→ TASKS FOR THIS EXERCISE
(a) Decide whether each of the following statements agrees with the Yemen news roundup. Answer yes or no for each, and quote the exact words of the roundup that settle it. (i) The bomb blast in al-Hazm killed six civilians. (ii) The UAE's medical aid went straight to Yemeni hospitals. (iii) The water project by Kuwait By Your Side cost $5 million.
(b) Please copy the part of the Yemen news roundup starting with "Al-Arabiya reports that" and going on through "soldiers had died.".
(c) Proceed with the Yemen news roundup from the point where it stops, keeping its style of short dated news items.

→ READING PASSAGE
--------------------------------------------------
Reuters reports that a bomb blast killed six civilians and injured 15 in a market in the town of al-Hazm, in al-Jawf Governorate. No one has taken responsibility, and the motive remains unclear.
UNICEF warns that the cholera epidemic is especially deadly to children. In just one month there were nearly 70,000 cases reported, and nearly 600 fatalities.
Al-Arabiya reports that the Saudi-led coalition welcomes the idea of handing over the port city of al-Hudaydah to a neutral party. It is currently controlled by the Houthis, and over 70% of the country’s food enters from this port.
Sunday, June 4
AFP reports that pro-government forces took the presidential palace in the city of Ta’iz, but reports are conflicting. Saudi Arabia’s official SPA news agency claims the coalition forces took the palace, but military sources on the ground say that this is premature, as their forces were closing in but had not yet taken the palace. Medics at the Houthi-held Thamar Government Hospital said 19 Houthi fighters had been killed in the past 24 hours, and military sources said 8 soldiers had died.
The UN says that there are 3,000 to 5,000 new cases of cholera in Yemen daily, and cases could double every week unless more aid is delivered. Even though free clinics are available, many Yemenis cannot afford to make the trip to them.
Monday, June 5
Kuwaiti News Agency reports that Kuwait By Your Side, a humanitarian organization, launched their campaign to enhance a water system in Yemen’s al-Dhali’ province. The project’s total cost is $500,000, and will benefit 50,000 people. Earlier, the group distributed food baskets, aid kits, and helped reconstruct schools and homes in the city.
Yemen Online reports that the UAE offered the largest medical aid to stem Yemen’s ongoing cholera epidemic, with over 50 tons of drugs distributed at Aden airport last week. Another 50 tons are expected to arrive tomorrow. The drugs are delivered to WHO, who coordinates the drugs distribution throughout the country.
--------------------------------------------------
→ EXTRACTED MATERIAL

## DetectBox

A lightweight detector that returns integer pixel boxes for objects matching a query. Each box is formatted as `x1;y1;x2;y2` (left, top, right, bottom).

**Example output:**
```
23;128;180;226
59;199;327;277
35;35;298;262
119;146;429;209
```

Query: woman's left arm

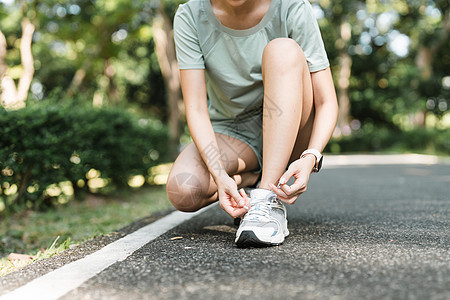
271;68;338;204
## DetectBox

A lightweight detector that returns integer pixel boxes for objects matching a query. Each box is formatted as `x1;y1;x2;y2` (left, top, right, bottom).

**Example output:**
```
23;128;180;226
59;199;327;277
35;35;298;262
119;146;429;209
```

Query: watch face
317;156;323;172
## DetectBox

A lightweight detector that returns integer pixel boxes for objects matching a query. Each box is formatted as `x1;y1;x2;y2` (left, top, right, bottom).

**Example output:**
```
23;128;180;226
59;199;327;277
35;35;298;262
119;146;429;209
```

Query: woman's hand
270;155;316;204
216;175;250;218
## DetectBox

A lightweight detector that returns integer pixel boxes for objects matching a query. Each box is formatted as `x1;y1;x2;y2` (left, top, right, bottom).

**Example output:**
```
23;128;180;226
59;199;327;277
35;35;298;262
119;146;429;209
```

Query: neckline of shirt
203;0;279;36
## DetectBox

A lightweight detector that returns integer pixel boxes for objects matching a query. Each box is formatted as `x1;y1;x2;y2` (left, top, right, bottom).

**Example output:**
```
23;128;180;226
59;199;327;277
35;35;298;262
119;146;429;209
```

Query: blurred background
--------------------------------------------------
→ RESPONSES FOR EACH TASK
(a)
(i) Yes: "a bomb blast killed six civilians and injured 15"
(ii) No: "The drugs are delivered to WHO, who coordinates the drugs distribution throughout the country."
(iii) No: "The project’s total cost is $500,000"

(b)
Al-Arabiya reports that the Saudi-led coalition welcomes the idea of handing over the port city of al-Hudaydah to a neutral party. It is currently controlled by the Houthis, and over 70% of the country’s food enters from this port.
Sunday, June 4
AFP reports that pro-government forces took the presidential palace in the city of Ta’iz, but reports are conflicting. Saudi Arabia’s official SPA news agency claims the coalition forces took the palace, but military sources on the ground say that this is premature, as their forces were closing in but had not yet taken the palace. Medics at the Houthi-held Thamar Government Hospital said 19 Houthi fighters had been killed in the past 24 hours, and military sources said 8 soldiers had died.

(c)
Al Arabia and Asharq Al-Awsat report that Saudi Arabia, the UAE, Bahrain, Yemen, and the Maldives all cut ties with Qatar and suspended Qatar’s participation in the coalition supporting Yemeni government forces, on allegations that it helps fund terrorism, including al-Qaeda and ISIS. Yemen specifically accused Qatar of backing the Houthi rebels, along with Iran, according to Reuters. Al Jazeera reports Qatar’s response, that there is “no legitimate justification” for these allegations, and that the decision was a violation of its sovereignty. Qatari citizens have only 14 days to leave Saudi Arabia and the UAE, and the political crisis has caused havoc on markets and sent oil prices surging.
The AP reports that American University branch campuses in Qatar are operating normally, and Kuwait is taking on the role of mediator, calling on Qatar to show restraint in its dispute with Saudi Arabia and the coalition. Turkey is also trying its hand at mediation, and has spoken by telephone with Gulf leaders, as well as conferring with Russian President Putin. An Iranian official said that they can export food to Qatar by sea, to replace the food normally brought overland via the Saudi border. Saudi Arabia has also closed the local offices of Qatari-based news network Al Jazeera.
Qatar says six of its soldiers were wounded on the Saudi-Yemeni border whilst serving in a Saudi-led maneuver against the Houthis. Qatari media have also reported four soldiers’ deaths, out of a deployment of over a thousand troops either to Yemen, or stationed along the border, according to the Middle East Eye.